(Pointing and labeling entries)

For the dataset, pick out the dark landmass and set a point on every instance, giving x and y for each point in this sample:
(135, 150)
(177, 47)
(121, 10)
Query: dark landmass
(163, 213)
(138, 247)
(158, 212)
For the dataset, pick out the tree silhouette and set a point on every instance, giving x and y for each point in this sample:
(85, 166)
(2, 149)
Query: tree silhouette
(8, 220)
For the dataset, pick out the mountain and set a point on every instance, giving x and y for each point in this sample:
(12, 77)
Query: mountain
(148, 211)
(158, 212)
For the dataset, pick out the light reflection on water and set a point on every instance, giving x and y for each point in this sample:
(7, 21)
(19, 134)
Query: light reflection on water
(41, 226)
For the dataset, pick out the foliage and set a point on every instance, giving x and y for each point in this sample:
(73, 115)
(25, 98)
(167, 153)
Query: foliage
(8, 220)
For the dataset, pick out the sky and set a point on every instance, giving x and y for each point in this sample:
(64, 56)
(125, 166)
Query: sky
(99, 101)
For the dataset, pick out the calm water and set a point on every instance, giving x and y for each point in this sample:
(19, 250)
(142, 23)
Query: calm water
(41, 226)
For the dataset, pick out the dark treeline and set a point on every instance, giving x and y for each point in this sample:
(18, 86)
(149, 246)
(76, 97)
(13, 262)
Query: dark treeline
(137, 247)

WHAT TO DO:
Each record must be repeated exactly as it is.

CORRECT ANSWER:
For the dataset, pick out the dark landmass and set a point on every instance, giving x and y for each point in this sample:
(135, 150)
(177, 47)
(121, 10)
Query: dark landmass
(163, 213)
(138, 247)
(158, 212)
For the dataset, pick out the tree silhouette and set a point on every instance, giving x and y for each point in this sample:
(85, 166)
(2, 149)
Query: tree silhouette
(8, 220)
For the dataset, pick out the mountain and set a point on every instance, giving x and y for each point in this sample:
(12, 77)
Query: mountain
(148, 211)
(158, 212)
For the dataset, pick out the light reflection on water and set a point on every instance, giving x and y for each point in this sample:
(7, 21)
(19, 134)
Query: light reflection on water
(41, 226)
For the dataset, pick out the foliage and set a point on every instance, giving x and y for each point in this sample:
(73, 115)
(25, 98)
(167, 153)
Query: foliage
(8, 220)
For the dataset, pick out the sky and set a point on every instance, giving x and y for each point in this sample:
(64, 56)
(125, 166)
Query: sky
(99, 101)
For the dataset, pick out the calm water and set a point on every instance, giving x and y for each point in this sample:
(19, 250)
(142, 23)
Query: calm water
(41, 226)
For the dataset, pick out the dark treeline and set a point on every instance, giving x and y for each point in this sample:
(18, 86)
(149, 246)
(76, 97)
(13, 262)
Query: dark treeline
(137, 247)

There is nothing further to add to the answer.